(Excerpts from a detection dataset)

━━━━━━━━━━━━━━━━━━━━━━━━━━━━━━

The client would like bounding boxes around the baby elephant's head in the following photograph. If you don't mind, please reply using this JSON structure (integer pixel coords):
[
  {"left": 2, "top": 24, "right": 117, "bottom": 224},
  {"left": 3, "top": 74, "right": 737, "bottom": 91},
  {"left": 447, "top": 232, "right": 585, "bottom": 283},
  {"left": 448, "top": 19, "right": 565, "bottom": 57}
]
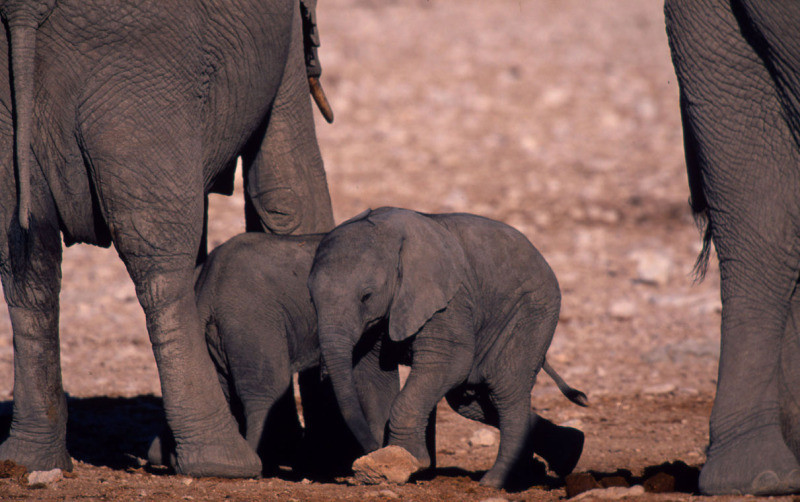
[{"left": 308, "top": 208, "right": 466, "bottom": 451}]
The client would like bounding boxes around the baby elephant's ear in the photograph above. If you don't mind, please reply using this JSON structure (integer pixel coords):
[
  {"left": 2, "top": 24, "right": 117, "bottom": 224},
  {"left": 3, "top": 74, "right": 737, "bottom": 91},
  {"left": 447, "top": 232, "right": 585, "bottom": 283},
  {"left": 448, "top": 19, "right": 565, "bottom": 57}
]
[{"left": 389, "top": 213, "right": 467, "bottom": 341}]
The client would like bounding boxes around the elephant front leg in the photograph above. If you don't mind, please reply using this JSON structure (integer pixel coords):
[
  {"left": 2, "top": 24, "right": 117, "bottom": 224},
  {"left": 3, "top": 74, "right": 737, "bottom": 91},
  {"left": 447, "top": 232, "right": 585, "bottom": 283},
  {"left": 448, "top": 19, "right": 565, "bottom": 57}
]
[
  {"left": 137, "top": 269, "right": 261, "bottom": 477},
  {"left": 353, "top": 336, "right": 473, "bottom": 484},
  {"left": 242, "top": 2, "right": 333, "bottom": 234}
]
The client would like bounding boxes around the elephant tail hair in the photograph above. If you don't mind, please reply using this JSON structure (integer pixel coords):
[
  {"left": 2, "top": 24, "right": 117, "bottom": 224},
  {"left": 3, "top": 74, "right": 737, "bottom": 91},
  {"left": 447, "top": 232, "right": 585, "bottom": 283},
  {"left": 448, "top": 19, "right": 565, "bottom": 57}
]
[
  {"left": 542, "top": 359, "right": 589, "bottom": 407},
  {"left": 692, "top": 210, "right": 711, "bottom": 282}
]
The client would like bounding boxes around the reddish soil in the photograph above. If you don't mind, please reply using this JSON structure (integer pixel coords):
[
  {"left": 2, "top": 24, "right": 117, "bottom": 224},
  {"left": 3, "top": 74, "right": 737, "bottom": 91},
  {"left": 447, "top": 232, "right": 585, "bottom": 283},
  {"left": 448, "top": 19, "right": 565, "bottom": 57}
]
[{"left": 0, "top": 0, "right": 760, "bottom": 500}]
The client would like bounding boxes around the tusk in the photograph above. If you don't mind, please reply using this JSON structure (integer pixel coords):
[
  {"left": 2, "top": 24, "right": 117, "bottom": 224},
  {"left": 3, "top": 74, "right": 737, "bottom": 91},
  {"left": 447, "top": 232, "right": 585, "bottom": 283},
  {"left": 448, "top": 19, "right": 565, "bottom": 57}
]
[{"left": 308, "top": 77, "right": 333, "bottom": 124}]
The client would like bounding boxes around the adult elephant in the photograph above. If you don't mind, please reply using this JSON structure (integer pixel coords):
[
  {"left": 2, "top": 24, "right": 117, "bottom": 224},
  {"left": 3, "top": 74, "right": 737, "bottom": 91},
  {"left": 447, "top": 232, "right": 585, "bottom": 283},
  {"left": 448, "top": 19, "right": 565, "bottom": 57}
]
[
  {"left": 665, "top": 0, "right": 800, "bottom": 494},
  {"left": 0, "top": 0, "right": 333, "bottom": 477}
]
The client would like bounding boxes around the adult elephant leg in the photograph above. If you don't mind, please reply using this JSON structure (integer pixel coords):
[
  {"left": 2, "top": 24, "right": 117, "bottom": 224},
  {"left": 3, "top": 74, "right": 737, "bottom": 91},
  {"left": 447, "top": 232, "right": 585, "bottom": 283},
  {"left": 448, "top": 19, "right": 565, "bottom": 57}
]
[
  {"left": 0, "top": 191, "right": 72, "bottom": 471},
  {"left": 242, "top": 2, "right": 333, "bottom": 234},
  {"left": 778, "top": 290, "right": 800, "bottom": 458},
  {"left": 665, "top": 0, "right": 800, "bottom": 494},
  {"left": 84, "top": 126, "right": 261, "bottom": 477}
]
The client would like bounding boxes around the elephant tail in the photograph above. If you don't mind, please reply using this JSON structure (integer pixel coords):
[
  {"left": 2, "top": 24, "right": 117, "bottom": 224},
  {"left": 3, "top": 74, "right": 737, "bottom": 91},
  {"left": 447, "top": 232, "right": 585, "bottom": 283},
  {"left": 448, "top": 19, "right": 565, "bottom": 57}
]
[
  {"left": 542, "top": 359, "right": 589, "bottom": 407},
  {"left": 9, "top": 20, "right": 37, "bottom": 230},
  {"left": 0, "top": 0, "right": 55, "bottom": 230},
  {"left": 680, "top": 93, "right": 711, "bottom": 282}
]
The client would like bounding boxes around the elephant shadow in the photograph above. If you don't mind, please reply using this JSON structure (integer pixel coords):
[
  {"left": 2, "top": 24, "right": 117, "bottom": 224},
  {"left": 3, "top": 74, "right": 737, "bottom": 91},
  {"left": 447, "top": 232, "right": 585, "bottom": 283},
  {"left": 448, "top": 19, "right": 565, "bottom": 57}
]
[{"left": 0, "top": 395, "right": 166, "bottom": 469}]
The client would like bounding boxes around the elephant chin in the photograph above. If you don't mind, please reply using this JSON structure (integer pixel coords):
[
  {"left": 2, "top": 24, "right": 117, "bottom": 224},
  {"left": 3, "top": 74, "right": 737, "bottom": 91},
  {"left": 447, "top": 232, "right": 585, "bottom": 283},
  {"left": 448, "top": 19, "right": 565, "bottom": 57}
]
[{"left": 254, "top": 187, "right": 303, "bottom": 234}]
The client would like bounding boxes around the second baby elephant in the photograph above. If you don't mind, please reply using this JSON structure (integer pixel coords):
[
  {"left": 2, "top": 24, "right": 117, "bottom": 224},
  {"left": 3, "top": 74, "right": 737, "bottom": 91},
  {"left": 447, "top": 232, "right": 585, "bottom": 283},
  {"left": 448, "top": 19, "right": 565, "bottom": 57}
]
[
  {"left": 309, "top": 208, "right": 585, "bottom": 487},
  {"left": 150, "top": 233, "right": 400, "bottom": 474}
]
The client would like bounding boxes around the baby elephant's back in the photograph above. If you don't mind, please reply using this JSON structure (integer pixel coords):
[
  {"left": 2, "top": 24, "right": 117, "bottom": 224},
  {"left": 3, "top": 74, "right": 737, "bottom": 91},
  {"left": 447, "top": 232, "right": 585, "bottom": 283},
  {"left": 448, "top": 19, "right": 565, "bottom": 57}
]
[
  {"left": 195, "top": 233, "right": 322, "bottom": 366},
  {"left": 434, "top": 213, "right": 561, "bottom": 300}
]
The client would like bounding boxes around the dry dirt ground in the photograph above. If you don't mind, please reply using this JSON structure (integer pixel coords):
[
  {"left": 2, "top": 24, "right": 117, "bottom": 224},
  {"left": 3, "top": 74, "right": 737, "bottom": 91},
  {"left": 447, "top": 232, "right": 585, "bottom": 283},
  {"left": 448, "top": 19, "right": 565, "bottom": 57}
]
[{"left": 0, "top": 0, "right": 764, "bottom": 500}]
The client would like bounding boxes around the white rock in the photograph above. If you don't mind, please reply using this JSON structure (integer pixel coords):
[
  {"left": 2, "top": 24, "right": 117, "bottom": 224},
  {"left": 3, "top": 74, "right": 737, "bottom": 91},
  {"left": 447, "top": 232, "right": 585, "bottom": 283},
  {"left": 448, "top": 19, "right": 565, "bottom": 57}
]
[
  {"left": 353, "top": 446, "right": 421, "bottom": 485},
  {"left": 467, "top": 427, "right": 497, "bottom": 446},
  {"left": 28, "top": 469, "right": 64, "bottom": 485},
  {"left": 572, "top": 485, "right": 644, "bottom": 500}
]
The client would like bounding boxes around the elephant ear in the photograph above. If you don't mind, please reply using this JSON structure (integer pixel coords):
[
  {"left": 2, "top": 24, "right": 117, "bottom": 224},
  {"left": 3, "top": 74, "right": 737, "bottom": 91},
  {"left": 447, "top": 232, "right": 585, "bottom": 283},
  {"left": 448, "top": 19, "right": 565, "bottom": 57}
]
[{"left": 389, "top": 212, "right": 467, "bottom": 341}]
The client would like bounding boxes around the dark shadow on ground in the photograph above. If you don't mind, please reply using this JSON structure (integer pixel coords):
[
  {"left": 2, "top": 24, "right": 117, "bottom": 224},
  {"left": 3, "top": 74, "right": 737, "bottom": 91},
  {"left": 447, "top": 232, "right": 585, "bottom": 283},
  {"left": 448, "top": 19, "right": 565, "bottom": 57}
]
[
  {"left": 565, "top": 460, "right": 700, "bottom": 498},
  {"left": 410, "top": 460, "right": 564, "bottom": 493},
  {"left": 0, "top": 395, "right": 166, "bottom": 469}
]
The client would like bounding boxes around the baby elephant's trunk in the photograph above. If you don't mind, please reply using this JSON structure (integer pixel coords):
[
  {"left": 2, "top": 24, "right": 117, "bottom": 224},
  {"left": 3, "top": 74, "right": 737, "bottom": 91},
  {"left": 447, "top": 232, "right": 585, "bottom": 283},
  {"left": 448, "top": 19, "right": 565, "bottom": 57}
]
[{"left": 542, "top": 359, "right": 589, "bottom": 407}]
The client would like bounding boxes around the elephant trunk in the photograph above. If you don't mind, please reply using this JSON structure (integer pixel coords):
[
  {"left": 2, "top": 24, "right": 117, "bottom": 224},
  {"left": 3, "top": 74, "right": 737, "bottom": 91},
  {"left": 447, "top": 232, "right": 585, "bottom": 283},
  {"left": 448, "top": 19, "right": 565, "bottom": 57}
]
[
  {"left": 8, "top": 15, "right": 38, "bottom": 230},
  {"left": 319, "top": 328, "right": 380, "bottom": 453}
]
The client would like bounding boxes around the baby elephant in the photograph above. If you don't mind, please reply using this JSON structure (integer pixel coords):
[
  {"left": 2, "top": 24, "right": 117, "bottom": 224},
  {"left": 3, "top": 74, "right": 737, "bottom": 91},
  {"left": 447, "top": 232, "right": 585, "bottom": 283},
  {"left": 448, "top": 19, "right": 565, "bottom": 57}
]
[
  {"left": 149, "top": 233, "right": 400, "bottom": 474},
  {"left": 309, "top": 208, "right": 585, "bottom": 487}
]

━━━━━━━━━━━━━━━━━━━━━━━━━━━━━━

EXERCISE BRIEF: Pick out each line in the items above that contains the word "shadow" and copy it. Case counts.

SOLUTION TO THIS PROBLEM:
The client would like bounding boxes around the elephant shadow in the photograph above. If you don't mind, please reply using this JSON structure (integer pixel coords):
The client would like bounding boxes around the dark shadow on ground in the photograph above. If you don't mind, please reply using this JSON structure (integer pixel coords):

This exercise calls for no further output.